Fragmento para leer:
>>>>>
Su versión más aturdidaviolenta y desesperada, conocida como Héctor 2, se ve sumida en un vórtice de perplejidad. Y su rostro aparece cubierto por vendajes ensangrentados. Como un asesino en serie aterroriza a las otras dos iteraciones.
Más allá de sostener el suspenso durante parte de la historia, que Héctor 2 carezca de una faz precisa, enfatiza la crisis que experimenta al saberse atrapado en la red temporal, y simboliza el máximo descenso que el personaje sufre desde el inicio de unas peripecias que parecen no haber tenido nunca un principio, mucho menos un final. Las leyes de la película ya no son las convencionalmente aceptadas como “realidad”.
9.- Dulces sueños, mamá (Ich seh, Ich seh, Veronika Franz & Severin Fiala, 2014) Austria
Dulces sueños, mamá es un claustrofóbico relato repleto de tan provocadoras e inquietantes ambigüedades, que la desazón parece coronarse como el principal sentimiento generado en las percepciones de los espectadores.
Los gemelos Elias (Elias Schwarz) y Lukas (Lukas Schwarz) y su madre Marie-Christine (Susanne Wuest), conviven en una burbuja imprecisa. En la opresiva atmósfera del hogar el oxígeno es remplazado por el dolor, la pérdida y la enajenación. Sin descontar nunca el elemento sobrenatural que se mixtura con la alucinación maniática en un confuso azoramiento.
Los niños ven reaparecer a su madre, tras un tiempo indeterminado en el hospital, del cual retorna con el rostro vendado. Entre las gasas se aprecia un ramillete de tumefacciones que anulan la identidad reconocida por los niños. Quien regresa es una extraña que se sospecha impostora. Su comportamiento demudado, paranoico y áspero, subrayan la aterradora posibilidad.
La madre está más cerca de lo espectral que de lo concreto, y gran parte del relato transcurre entre un juego de tensiones y sospechas muy al estilo de Alfred Hitchcock, sobre todo en La ventana indiscreta (Rear Window, 1954). Mientras la relación de poder e influencia entre los niños se precipita a otro abismo de incertidumbre, que redundará al final en una quebradura de expectativas, colisión de suposiciones y más confusión.
<<<<<
Material proporcionado:
>>>>>
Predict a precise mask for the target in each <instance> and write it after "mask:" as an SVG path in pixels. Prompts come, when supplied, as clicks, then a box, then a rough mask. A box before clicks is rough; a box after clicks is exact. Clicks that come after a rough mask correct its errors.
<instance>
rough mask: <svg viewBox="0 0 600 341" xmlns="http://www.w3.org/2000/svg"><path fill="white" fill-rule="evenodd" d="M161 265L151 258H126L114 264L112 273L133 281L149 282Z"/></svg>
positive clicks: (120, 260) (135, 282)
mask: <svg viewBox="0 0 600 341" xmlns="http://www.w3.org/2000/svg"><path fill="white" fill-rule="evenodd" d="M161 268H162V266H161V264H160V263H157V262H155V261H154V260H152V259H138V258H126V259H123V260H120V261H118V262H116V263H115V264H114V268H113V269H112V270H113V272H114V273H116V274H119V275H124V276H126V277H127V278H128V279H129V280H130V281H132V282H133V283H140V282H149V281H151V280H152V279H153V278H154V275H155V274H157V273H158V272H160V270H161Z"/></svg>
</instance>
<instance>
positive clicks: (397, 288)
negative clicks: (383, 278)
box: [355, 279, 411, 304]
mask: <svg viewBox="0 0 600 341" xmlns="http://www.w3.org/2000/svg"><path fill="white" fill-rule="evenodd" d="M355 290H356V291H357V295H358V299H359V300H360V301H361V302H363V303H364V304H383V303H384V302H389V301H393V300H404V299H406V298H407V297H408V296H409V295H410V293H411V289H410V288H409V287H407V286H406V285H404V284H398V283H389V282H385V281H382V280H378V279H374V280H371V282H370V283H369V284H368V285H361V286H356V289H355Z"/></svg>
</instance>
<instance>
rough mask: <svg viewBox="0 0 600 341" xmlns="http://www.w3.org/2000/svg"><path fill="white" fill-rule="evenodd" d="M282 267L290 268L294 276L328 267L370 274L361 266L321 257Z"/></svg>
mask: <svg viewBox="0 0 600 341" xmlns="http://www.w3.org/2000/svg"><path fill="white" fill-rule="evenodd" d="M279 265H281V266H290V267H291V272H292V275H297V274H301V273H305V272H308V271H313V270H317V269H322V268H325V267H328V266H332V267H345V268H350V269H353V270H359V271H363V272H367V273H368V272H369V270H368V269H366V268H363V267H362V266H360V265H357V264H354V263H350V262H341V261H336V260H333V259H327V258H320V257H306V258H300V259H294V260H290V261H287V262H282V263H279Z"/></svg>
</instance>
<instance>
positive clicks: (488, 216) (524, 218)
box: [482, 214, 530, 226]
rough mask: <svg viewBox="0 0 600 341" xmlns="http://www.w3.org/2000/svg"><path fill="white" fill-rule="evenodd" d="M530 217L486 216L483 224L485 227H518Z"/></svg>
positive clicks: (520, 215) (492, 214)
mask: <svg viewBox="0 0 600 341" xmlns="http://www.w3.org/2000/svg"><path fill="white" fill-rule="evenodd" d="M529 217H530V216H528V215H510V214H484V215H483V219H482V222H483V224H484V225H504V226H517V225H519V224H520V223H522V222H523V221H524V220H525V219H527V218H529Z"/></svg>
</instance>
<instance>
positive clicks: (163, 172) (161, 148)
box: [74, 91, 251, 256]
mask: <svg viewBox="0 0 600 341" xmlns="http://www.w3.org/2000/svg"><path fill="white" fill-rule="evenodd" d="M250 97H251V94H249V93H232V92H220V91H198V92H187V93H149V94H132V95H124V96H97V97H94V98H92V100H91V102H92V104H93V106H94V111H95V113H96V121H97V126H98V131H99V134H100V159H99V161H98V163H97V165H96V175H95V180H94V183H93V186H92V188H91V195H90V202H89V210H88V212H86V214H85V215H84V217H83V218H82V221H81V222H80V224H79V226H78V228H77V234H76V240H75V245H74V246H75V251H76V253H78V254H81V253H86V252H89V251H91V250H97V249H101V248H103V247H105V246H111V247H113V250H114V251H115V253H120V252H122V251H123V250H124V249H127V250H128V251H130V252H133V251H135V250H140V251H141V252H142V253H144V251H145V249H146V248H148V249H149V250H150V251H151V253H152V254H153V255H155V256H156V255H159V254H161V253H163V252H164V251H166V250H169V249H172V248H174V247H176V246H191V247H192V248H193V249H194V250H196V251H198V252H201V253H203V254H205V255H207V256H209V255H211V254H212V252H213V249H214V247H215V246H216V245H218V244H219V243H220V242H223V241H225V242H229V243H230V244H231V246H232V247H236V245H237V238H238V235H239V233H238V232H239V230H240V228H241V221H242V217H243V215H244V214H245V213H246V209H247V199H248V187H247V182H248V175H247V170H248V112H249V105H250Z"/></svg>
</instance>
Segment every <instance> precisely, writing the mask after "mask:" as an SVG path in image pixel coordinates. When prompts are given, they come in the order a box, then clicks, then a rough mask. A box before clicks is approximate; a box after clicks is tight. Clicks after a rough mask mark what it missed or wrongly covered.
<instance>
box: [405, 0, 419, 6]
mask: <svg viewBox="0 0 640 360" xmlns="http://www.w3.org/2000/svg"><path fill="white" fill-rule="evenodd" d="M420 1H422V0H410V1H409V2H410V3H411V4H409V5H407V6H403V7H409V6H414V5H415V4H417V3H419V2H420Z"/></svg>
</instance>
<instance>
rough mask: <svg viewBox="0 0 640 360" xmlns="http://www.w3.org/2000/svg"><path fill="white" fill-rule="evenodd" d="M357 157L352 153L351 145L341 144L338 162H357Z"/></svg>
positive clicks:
<<<<<
Consigna 1: ¿Puedes citar del fragmento todo lo que va desde "La madre está" hasta "y más confusión."?
Consigna 2: ¿Cómo resumirías el fragmento en dos oraciones?

Respuesta 1:
La madre está más cerca de lo espectral que de lo concreto, y gran parte del relato transcurre entre un juego de tensiones y sospechas muy al estilo de Alfred Hitchcock, sobre todo en La ventana indiscreta (Rear Window, 1954). Mientras la relación de poder e influencia entre los niños se precipita a otro abismo de incertidumbre, que redundará al final en una quebradura de expectativas, colisión de suposiciones y más confusión.

Respuesta 2: El fragmento describe a Héctor 2, cuyo rostro aparece cubierto por vendajes ensangrentados y que aterroriza a las otras dos iteraciones, y presenta Dulces sueños, mamá (Austria, 2014) como un relato claustrofóbico repleto de ambigüedades inquietantes. En esa película, los gemelos Elias y Lukas ven volver del hospital a su madre con el rostro vendado, como una extraña de la que se sospecha que es impostora, en una trama de tensiones y sospechas muy al estilo de Alfred Hitchcock.